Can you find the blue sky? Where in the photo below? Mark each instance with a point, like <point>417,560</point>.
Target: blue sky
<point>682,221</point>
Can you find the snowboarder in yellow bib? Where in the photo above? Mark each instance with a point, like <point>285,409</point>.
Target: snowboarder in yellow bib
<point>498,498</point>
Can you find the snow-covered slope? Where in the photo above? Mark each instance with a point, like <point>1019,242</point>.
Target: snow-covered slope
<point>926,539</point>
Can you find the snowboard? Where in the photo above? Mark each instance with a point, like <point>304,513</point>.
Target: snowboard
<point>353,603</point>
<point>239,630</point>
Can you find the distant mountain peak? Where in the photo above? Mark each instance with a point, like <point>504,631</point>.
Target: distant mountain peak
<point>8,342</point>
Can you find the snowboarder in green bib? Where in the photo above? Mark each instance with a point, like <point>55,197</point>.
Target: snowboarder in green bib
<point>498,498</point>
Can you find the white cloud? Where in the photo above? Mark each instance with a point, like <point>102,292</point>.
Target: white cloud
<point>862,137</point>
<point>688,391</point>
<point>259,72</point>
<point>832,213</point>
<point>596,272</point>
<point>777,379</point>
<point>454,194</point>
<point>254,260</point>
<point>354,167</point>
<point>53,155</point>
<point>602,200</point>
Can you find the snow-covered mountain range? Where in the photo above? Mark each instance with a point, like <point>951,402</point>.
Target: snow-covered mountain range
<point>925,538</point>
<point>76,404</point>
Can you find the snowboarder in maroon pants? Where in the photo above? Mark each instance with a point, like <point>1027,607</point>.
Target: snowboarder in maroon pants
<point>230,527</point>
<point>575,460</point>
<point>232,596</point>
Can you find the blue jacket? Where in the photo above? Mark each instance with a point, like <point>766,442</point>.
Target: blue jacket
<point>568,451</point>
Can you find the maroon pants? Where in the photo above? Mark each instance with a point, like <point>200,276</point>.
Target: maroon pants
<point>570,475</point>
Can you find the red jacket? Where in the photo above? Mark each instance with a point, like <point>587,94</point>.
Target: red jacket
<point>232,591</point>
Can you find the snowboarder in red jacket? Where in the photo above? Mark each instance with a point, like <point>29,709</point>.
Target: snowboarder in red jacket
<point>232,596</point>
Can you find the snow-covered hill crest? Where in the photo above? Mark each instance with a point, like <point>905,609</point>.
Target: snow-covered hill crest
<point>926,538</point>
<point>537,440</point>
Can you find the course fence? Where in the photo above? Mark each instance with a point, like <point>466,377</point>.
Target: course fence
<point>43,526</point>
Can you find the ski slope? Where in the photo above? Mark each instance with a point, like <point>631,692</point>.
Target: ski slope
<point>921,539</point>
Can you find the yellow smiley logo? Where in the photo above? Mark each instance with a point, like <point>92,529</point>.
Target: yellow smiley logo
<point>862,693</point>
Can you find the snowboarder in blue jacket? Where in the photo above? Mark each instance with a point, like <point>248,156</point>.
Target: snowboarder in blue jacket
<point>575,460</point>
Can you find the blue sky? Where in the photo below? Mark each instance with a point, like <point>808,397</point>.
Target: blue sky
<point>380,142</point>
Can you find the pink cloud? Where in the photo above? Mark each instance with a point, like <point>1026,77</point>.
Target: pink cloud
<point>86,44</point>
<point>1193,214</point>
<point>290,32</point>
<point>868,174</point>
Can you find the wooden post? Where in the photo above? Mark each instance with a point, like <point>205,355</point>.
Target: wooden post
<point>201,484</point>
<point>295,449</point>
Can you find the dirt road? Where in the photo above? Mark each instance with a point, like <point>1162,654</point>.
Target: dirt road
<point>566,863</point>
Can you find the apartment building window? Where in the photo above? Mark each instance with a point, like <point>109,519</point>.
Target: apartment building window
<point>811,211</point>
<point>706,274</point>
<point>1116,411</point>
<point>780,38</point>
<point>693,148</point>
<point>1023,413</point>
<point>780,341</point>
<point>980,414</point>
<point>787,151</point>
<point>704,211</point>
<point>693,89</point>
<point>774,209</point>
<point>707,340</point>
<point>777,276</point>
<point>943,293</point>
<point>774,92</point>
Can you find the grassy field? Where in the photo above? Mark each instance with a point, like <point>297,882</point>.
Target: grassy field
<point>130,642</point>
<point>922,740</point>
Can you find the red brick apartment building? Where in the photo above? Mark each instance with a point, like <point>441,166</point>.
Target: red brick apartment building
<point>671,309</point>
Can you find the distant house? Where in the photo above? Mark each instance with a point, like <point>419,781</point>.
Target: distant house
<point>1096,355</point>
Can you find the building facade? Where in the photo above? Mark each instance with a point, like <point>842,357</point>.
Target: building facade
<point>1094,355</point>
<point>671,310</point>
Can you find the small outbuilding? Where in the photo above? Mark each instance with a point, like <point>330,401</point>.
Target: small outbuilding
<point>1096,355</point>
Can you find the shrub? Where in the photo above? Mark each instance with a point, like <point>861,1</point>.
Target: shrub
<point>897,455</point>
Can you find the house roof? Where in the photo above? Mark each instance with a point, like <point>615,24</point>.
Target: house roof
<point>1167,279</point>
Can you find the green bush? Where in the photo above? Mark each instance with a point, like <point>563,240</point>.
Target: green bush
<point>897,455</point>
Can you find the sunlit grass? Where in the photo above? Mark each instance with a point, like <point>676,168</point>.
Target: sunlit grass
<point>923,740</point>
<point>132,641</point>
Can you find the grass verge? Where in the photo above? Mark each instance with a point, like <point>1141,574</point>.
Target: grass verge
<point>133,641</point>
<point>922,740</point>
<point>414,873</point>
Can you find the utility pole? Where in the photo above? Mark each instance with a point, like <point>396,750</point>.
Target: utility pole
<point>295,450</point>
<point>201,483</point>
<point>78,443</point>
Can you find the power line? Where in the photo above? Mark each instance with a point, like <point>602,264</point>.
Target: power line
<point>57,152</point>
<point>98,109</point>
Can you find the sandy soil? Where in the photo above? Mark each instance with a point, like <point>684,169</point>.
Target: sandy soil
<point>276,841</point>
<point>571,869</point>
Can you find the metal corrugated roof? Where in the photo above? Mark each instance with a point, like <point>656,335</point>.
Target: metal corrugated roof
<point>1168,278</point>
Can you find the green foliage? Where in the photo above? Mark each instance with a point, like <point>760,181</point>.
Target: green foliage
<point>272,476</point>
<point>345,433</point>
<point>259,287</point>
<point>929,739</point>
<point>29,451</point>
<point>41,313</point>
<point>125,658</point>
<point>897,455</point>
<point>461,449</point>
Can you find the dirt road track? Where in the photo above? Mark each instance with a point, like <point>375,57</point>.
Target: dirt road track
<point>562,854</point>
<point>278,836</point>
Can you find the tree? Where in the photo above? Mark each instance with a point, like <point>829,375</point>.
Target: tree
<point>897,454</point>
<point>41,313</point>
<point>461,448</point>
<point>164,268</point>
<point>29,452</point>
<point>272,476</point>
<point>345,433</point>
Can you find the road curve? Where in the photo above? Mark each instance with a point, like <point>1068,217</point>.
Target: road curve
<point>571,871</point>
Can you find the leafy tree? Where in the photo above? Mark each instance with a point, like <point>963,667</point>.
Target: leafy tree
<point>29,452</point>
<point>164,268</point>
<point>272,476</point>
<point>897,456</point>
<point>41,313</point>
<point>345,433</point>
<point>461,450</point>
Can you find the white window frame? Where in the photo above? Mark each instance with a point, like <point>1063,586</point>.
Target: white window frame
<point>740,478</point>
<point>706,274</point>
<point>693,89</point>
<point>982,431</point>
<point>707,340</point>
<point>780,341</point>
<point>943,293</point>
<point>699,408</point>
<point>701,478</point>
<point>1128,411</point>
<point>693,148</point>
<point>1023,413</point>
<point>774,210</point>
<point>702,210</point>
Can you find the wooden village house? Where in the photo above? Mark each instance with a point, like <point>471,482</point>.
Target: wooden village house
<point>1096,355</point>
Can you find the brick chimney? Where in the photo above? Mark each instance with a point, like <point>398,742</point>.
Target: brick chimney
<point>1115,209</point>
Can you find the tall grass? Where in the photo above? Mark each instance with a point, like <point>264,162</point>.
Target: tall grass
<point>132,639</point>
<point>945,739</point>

◇ ◇ ◇ ◇

Repeat the lines of the listing above word for word, starting with the line that contains "Can you find the small" and going on through the line that contains "<point>1167,279</point>", with both of those lines included.

Can you find the small outbuilding? Where in the photo above? Mark each instance with a point, like <point>330,401</point>.
Target: small outbuilding
<point>1096,355</point>
Can you find the shrub? Where in the photo above? Mark each instance with a point, like <point>861,1</point>.
Target: shrub
<point>897,455</point>
Can you find the house roof? Where in the photo above? Mark each instance with a point, like <point>615,24</point>.
Target: house roof
<point>1167,279</point>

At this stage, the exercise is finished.